___ RECORD LIST ___

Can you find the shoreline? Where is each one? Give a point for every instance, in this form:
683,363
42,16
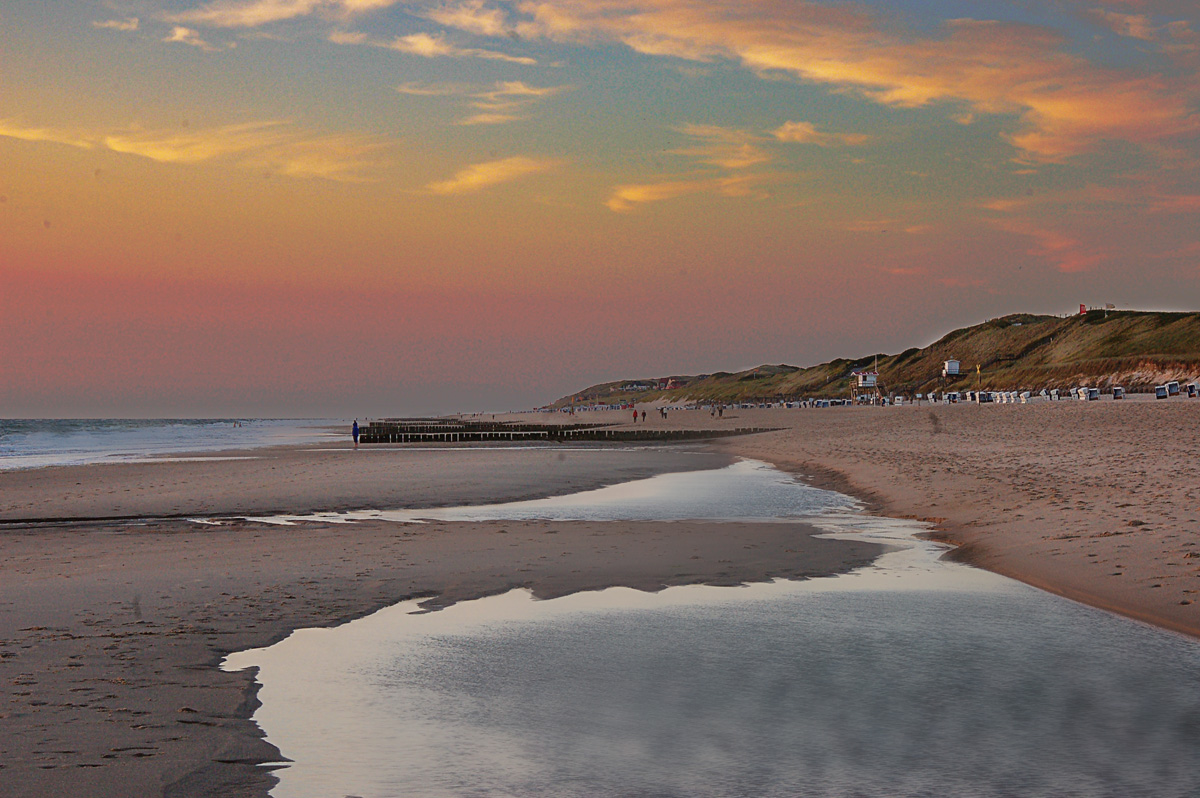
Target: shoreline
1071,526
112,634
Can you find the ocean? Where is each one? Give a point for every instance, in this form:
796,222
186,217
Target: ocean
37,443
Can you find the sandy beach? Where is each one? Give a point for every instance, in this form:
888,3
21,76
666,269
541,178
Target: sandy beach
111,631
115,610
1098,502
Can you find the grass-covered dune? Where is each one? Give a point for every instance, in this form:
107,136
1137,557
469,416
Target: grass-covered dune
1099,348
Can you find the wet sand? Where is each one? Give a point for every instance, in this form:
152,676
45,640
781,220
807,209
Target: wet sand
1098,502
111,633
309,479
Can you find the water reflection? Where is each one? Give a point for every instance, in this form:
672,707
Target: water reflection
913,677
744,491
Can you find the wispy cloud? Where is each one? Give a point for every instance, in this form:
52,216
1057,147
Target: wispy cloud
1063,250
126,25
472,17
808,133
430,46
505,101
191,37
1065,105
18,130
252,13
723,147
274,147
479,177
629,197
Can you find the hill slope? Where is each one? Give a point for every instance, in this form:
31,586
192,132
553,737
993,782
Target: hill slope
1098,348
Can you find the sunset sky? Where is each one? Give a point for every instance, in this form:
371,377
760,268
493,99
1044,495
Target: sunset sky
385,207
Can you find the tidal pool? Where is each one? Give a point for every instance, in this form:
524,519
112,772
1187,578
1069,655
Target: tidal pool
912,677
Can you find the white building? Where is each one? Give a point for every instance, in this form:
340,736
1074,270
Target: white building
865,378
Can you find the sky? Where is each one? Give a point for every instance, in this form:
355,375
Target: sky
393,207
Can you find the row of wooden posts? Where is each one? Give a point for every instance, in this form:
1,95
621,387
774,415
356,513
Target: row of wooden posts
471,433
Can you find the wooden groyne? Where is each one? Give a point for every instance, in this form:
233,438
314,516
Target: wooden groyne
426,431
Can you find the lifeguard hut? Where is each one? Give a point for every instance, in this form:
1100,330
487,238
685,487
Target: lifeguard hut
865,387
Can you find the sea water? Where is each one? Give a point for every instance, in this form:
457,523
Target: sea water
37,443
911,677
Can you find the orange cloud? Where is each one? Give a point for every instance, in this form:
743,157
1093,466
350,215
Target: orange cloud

___

> TASK TO CARRY OUT
Put every line of the items above into a Markdown table with the columns Number and Entry, numbering the lines in order and omitting blank lines. Leave the pictures out.

> EXERCISE RESULT
| Number | Entry |
|---|---|
| 1 | Can you find the shoreline? Where is each one? Give a point for every instance, in this form: |
| 2 | 683,363 |
| 3 | 42,16 |
| 4 | Target: shoreline |
| 5 | 1071,526 |
| 6 | 112,634 |
| 7 | Can you find the ocean? Where is each one? Give a point for every instance, in this form: |
| 8 | 796,222 |
| 9 | 186,217 |
| 10 | Target: ocean |
| 11 | 37,443 |
| 12 | Can you find the sandy beach? Where is each one? Give a point for every instance, in this form: |
| 13 | 888,3 |
| 14 | 21,76 |
| 15 | 666,269 |
| 16 | 541,178 |
| 17 | Target: sandy beach |
| 18 | 111,631 |
| 19 | 115,610 |
| 20 | 1098,502 |
| 21 | Can you find the grass-covered dune? Where is each one? Give a point for every instance, in this form: |
| 22 | 107,136 |
| 23 | 1137,557 |
| 24 | 469,416 |
| 25 | Target: grass-covered dune |
| 26 | 1099,348 |
| 27 | Can you find the wet sand? Where is each one? Give a point for every instance, in this form: |
| 28 | 152,676 |
| 29 | 45,640 |
| 30 | 781,220 |
| 31 | 807,209 |
| 32 | Target: wet sand |
| 33 | 1098,502 |
| 34 | 111,633 |
| 35 | 309,479 |
| 36 | Can you find the water reflection? Where is each one? Give a point for every instance, in this form: |
| 37 | 672,707 |
| 38 | Target: water reflection |
| 39 | 913,677 |
| 40 | 744,491 |
| 41 | Can you find the wispy cloud? Where is each one? Give a point for every instance, in this form: |
| 42 | 52,216 |
| 43 | 1057,147 |
| 44 | Target: wispy cloud |
| 45 | 1063,250 |
| 46 | 126,25 |
| 47 | 472,17 |
| 48 | 808,133 |
| 49 | 430,46 |
| 50 | 505,101 |
| 51 | 191,37 |
| 52 | 1065,105 |
| 53 | 18,130 |
| 54 | 252,13 |
| 55 | 723,147 |
| 56 | 274,147 |
| 57 | 479,177 |
| 58 | 629,197 |
| 59 | Can you find the hill slope? Where is each one? Give a point for every instance, in this form: |
| 60 | 31,586 |
| 61 | 192,132 |
| 62 | 553,737 |
| 63 | 993,782 |
| 64 | Target: hill slope |
| 65 | 1098,348 |
| 66 | Can you find the sunset sky? Where is each one? Give a point for every instance, in this form: |
| 67 | 371,377 |
| 68 | 760,268 |
| 69 | 493,99 |
| 70 | 1044,495 |
| 71 | Target: sunset sky |
| 72 | 385,207 |
| 73 | Can you find the tidal pool? Where is each one? Give a point for every instance, in this form: |
| 74 | 524,519 |
| 75 | 112,772 |
| 76 | 1187,578 |
| 77 | 1069,655 |
| 78 | Target: tidal pool |
| 79 | 912,677 |
| 80 | Can you find the white building? Where is each one? Give a point for every instance, in this form: |
| 81 | 340,736 |
| 82 | 1074,270 |
| 83 | Target: white building |
| 84 | 865,378 |
| 85 | Can you find the sky? Where is each one? Give a point for every instance, in this form: |
| 86 | 355,375 |
| 87 | Target: sky |
| 88 | 393,207 |
| 89 | Can you find the row of wooden posts? Where is each one? Give a point for every instance, in this form: |
| 90 | 1,95 |
| 91 | 621,387 |
| 92 | 774,415 |
| 93 | 356,513 |
| 94 | Target: row of wooden posts |
| 95 | 471,433 |
| 96 | Can you find the wooden groyne? Where is each one? Give a point for every instance, in this form: |
| 97 | 233,438 |
| 98 | 314,516 |
| 99 | Target: wooden groyne |
| 100 | 426,431 |
| 101 | Can you find the lifeguard hut? Where is each one? Give a point for every instance, in this form: |
| 102 | 1100,330 |
| 103 | 487,238 |
| 104 | 685,487 |
| 105 | Target: lifeguard hut |
| 106 | 865,387 |
| 107 | Can you find the sea water? Where is each one? Give a point for every instance, in this form: |
| 108 | 457,523 |
| 109 | Target: sea water |
| 110 | 37,443 |
| 111 | 911,677 |
| 112 | Can you find the orange cloud? Where is each one? Give a point for every instance, in this form: |
| 113 | 743,157 |
| 114 | 1093,466 |
| 115 | 350,215 |
| 116 | Target: orange cloud |